Please rewrite the stretch of the blog post from "I'm Sick and" through "Brain: DAMN STRAIGHT!", renaming "Nice Guy" to "Kind Stranger".

**Selected passage:**
/---

Jun 27, 2010 16:39
First of all, I didn't even realize we *had* Circle K's in Chicago. I kept looking for Bill and Ted.
Second of all... ow.
Okay, so the Gay Pride Parade in Chicago is a Drinking Event. I generally don't, but... I happened to have a bottle of peach schnapps and some o.j. in the house so... yeah.
But I wasn't falling-down-drunk. This was an OMG-I-really-FAINTED-didn't-I? moment.
I never faint. Well, okay when a needle is about to make a cannonball sized hole in me... but then I know it's coming so I can make sure I'm horizontal to begin with. Other than that... I'm a pretty tough chick. I don't do fainting. In fact, in general, I'm not a big fan of causing an emotional scene of any sort. They don't help any situation.
But about an hour into the parade I *very* suddenly started feeling just god-awful. And, you know, it's jam packed with people. When the nausea hit I seriously I had to look around and try to decide where I'd puke where I'd hit the fewest people possible if it came to that. When the dizziness hit I was just screwed, because there was barely space to stand, let alone sit.
Well, I'd been hanging out with the people sitting around me, so I managed to stuff my camera back in my bag and I asked one of the girls if she'd watch my things while I 'ran to the bathroom'.
I managed to shove my way out of the crowd, but as soon as I got to a spot big enough to sit in... I sat in it. Not entirely by choice. This happened to be the Circle K parking lot. There was a curb I was ostensibly going for, but I didn't make it.
I could hear about six people going, "Oh my god, is she okay?!" but I really didn't have the energy to answer them. Besides, I'm not keen on creating more panic by going, "Not so much, really."
Within seconds someone had pressed half a bottle of water in my hand, but before I could even drink it, someone else handed me a bottle that was new and still half frozen in the middle. Cold was good. I just pressed the thing to my forehead, because I really was afraid there'd be a huge mess if I tried to put anything else in my stomach. After a few minutes I took a sip and that was okay, so I took a few more and they stayed down, so I drank what wasn't frozen, but I still had no great desire to get off the very uncomfortable asphalt.
After another few minutes a very nice guy came over and asked if I needed a Gatoraid. This took WAY too much brain power for me at that point.
Rational Brain: FUCK YES YOU NEED GATORAID! You're sweating small oceans and you just PASSED OUT IN A PARKING LOT.
Don't Make an Ass of Yourself Brain: Your wallet is in your gear, which you cannot get at right now. You think this guy is just going to buy it for you?
Nice Guy: Seriously, I don't mind running in to get you one.
I'm Sick and Whiny Brain: Wow, that's really nice, but damn I hate Gatoraid.
Nice Guy: Yeah, you sit here for a minute, I'm going to get you something with sugar and electolytes.
Me: "Thanks"
Whiny Brain: I'm going to have to drink this now, aren't I?
Rational Brain: DAMN STRAIGHT!
The good news is, either I was so sick that I didn't care or they've done something to make Gatoraid less slimy. I still don't love the stuff, but I could tolerate small sips of it.

\---

Object point labels
/---

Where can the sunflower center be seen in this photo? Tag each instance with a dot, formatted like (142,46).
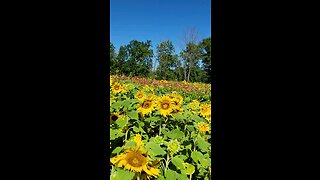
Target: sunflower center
(146,105)
(136,160)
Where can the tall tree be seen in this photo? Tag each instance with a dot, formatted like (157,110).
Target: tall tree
(205,46)
(112,58)
(140,55)
(191,53)
(167,60)
(121,60)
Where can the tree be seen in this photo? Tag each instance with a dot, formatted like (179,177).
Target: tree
(121,59)
(139,61)
(205,46)
(191,53)
(167,60)
(112,58)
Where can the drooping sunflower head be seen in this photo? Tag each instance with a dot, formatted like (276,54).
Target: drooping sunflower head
(177,110)
(203,127)
(123,88)
(196,103)
(138,140)
(140,95)
(116,88)
(174,146)
(114,117)
(205,110)
(146,106)
(178,100)
(111,80)
(165,105)
(132,160)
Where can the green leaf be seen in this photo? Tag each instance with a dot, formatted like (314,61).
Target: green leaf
(115,133)
(117,105)
(182,176)
(178,162)
(175,134)
(135,129)
(170,175)
(130,144)
(155,149)
(121,122)
(122,175)
(190,128)
(117,150)
(189,168)
(203,145)
(133,115)
(204,162)
(196,118)
(196,155)
(179,116)
(183,157)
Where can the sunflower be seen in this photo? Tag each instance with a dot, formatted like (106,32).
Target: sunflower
(196,103)
(203,127)
(136,160)
(133,160)
(178,100)
(138,141)
(165,105)
(114,117)
(177,110)
(116,88)
(205,110)
(140,95)
(146,106)
(111,80)
(149,172)
(123,88)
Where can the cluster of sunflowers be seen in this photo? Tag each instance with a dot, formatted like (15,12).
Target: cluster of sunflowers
(158,135)
(182,87)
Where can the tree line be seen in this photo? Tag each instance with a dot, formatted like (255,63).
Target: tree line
(192,64)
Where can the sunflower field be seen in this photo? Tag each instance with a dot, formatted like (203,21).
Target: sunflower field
(159,129)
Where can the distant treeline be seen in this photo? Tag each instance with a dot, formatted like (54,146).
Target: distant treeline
(193,64)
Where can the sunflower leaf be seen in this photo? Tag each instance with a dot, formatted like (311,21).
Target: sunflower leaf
(189,168)
(122,175)
(170,174)
(154,149)
(203,145)
(178,162)
(175,134)
(115,133)
(133,115)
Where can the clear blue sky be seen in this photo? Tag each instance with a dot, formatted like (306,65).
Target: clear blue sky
(158,20)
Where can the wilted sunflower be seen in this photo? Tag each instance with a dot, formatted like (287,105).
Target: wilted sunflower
(116,88)
(123,88)
(138,141)
(205,110)
(146,106)
(165,105)
(114,117)
(136,160)
(203,127)
(111,80)
(177,110)
(152,170)
(178,100)
(133,160)
(140,95)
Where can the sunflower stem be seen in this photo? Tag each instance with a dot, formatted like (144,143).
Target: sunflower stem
(127,134)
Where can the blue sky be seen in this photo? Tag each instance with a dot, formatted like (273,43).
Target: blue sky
(158,20)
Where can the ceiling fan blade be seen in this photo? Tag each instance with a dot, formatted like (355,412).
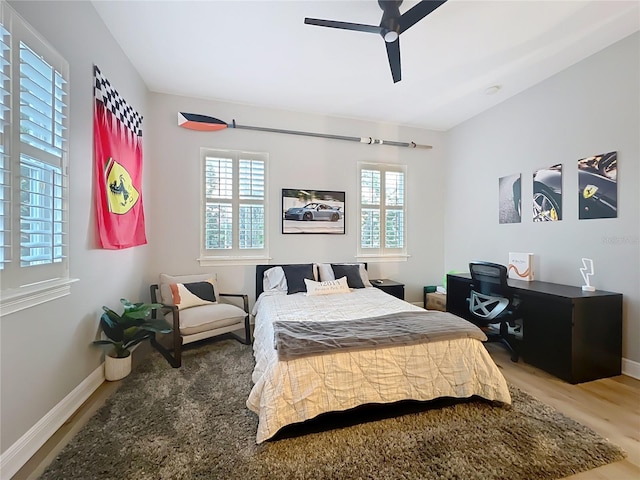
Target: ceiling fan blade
(393,52)
(412,16)
(358,27)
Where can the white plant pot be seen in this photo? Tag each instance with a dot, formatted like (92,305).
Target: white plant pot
(116,368)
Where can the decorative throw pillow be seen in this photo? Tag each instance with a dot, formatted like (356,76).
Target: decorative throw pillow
(327,288)
(352,272)
(326,272)
(165,280)
(186,295)
(295,277)
(274,279)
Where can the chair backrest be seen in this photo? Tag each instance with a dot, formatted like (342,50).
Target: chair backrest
(490,294)
(489,278)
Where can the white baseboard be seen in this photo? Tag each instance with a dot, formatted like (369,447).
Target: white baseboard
(631,368)
(22,450)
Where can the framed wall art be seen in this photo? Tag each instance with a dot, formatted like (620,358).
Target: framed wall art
(598,186)
(510,199)
(547,194)
(307,211)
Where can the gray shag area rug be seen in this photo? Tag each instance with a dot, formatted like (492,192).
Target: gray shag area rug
(192,423)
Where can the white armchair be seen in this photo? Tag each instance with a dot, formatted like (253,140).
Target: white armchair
(197,310)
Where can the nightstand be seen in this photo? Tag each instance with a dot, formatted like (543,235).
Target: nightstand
(389,286)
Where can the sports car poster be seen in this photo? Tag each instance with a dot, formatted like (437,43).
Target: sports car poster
(312,211)
(598,186)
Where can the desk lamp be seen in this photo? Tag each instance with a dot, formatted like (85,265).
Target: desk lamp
(586,272)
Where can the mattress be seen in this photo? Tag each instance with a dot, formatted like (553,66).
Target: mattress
(292,391)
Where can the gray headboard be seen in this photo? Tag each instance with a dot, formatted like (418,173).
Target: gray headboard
(260,269)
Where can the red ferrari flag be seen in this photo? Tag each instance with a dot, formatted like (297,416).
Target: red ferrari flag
(117,139)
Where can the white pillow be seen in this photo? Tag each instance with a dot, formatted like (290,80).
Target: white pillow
(274,279)
(326,273)
(328,287)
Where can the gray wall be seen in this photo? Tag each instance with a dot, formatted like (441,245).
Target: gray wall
(45,351)
(294,162)
(590,108)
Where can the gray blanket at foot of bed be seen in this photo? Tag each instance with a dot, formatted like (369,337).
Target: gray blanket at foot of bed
(297,339)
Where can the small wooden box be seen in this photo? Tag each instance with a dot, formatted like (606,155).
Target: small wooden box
(436,301)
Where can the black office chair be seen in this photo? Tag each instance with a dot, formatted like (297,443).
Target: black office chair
(491,301)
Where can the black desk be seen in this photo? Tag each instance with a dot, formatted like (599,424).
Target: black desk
(574,335)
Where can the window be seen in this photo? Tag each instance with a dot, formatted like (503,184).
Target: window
(382,211)
(33,167)
(234,207)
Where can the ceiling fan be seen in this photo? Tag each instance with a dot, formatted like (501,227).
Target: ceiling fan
(390,28)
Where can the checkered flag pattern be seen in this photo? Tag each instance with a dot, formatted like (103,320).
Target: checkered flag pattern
(108,95)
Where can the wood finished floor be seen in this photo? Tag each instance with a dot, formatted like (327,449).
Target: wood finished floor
(611,407)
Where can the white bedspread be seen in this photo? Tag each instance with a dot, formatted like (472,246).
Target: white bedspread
(293,391)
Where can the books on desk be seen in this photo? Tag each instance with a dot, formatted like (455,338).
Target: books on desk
(521,266)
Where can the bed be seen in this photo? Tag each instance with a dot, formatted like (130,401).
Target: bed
(293,388)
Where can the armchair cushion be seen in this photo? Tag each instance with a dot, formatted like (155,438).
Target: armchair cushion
(165,281)
(209,317)
(185,295)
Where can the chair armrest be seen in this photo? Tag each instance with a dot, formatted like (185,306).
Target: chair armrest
(244,296)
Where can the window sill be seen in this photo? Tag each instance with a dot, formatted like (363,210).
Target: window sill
(17,299)
(383,258)
(222,261)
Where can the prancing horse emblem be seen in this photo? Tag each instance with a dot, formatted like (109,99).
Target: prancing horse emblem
(121,194)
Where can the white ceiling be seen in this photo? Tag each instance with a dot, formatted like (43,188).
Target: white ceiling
(261,53)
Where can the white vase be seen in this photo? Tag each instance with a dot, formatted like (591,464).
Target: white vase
(116,368)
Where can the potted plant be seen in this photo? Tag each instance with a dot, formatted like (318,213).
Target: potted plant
(125,330)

\---

**Solved problem:**
I'm Sick and Whiny Brain: Wow, that's really nice, but damn I hate Gatoraid.
Kind Stranger: Yeah, you sit here for a minute, I'm going to get you something with sugar and electolytes.
Me: "Thanks"
Whiny Brain: I'm going to have to drink this now, aren't I?
Rational Brain: DAMN STRAIGHT!